**Tasks**
1 – How would you put this sentence from the Favre thread into Spanish: "I knew it had to be TOO outrageous for all of it to be true!"
2 – Can you retype the part of the Favre thread that begins at the words "The guys is" and stops after "a Super Bowl?"?

# 6 TD's! Wow! Is Favre the best QB of any era?



## R y a n (Apr 4, 2005)

Un. be. lievable!

The guys is off the charts. Best QB of any era?

After watching him compete today, he simply is amazing no matter how you cut it.

Too bad the Vikes couldn't have got him at all costs.. maybe they'd be in the hunt for a Super Bowl?

edited because I got too excited for Favre's day! :beer:


----------



## Hunter_58346 (May 22, 2003)

Name CP/AT YDS TD INT 
B. Favre 24/34 289 6 1

if you are going to report it, at least get it right


----------



## taddy1340 (Dec 10, 2004)

Ryan...Warner threw for the 472 yds, but Brett had the 6 TDs...


----------



## blhunter3 (May 5, 2007)

Its ok, he votes democrat, he will make mistakes and not fix them :wink: oke:


----------



## R y a n (Apr 4, 2005)

taddy1340 said:


> Ryan...Warner threw for the 472 yds, but Brett had the 6 TDs...


 

hahaha really? too funny.. i was gone all afternoon and logged in to check my fantasy team.. that was the headline below his picture on Yahoo Fantasy Sports page.

I knew it had to be TOO outrageous for all of it to be true!

:lol:

Ryan


----------

**Available data**

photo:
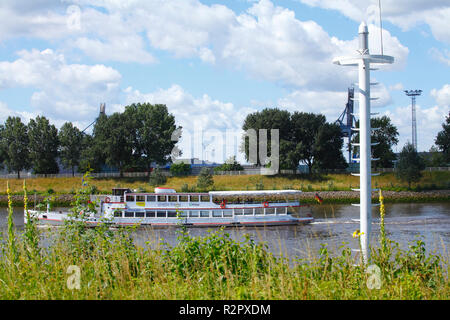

**Responses for each task**
1 – ¡Sabía que tenía que ser DEMASIADO descabellado para que todo fuera cierto!

2 –
The guys is off the charts. Best QB of any era?

After watching him compete today, he simply is amazing no matter how you cut it.

Too bad the Vikes couldn't have got him at all costs.. maybe they'd be in the hunt for a Super Bowl?